= What the task requires =
Extract every line of the items below and reproduce each one verbatim.

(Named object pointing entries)
----

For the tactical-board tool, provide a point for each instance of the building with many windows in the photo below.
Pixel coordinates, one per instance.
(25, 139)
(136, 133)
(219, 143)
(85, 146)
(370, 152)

----

= Answer in full =
For the tactical-board tool, provide a point for each instance of the building with many windows in the photo below.
Pixel coordinates, one per instance.
(25, 139)
(136, 133)
(219, 143)
(85, 146)
(370, 152)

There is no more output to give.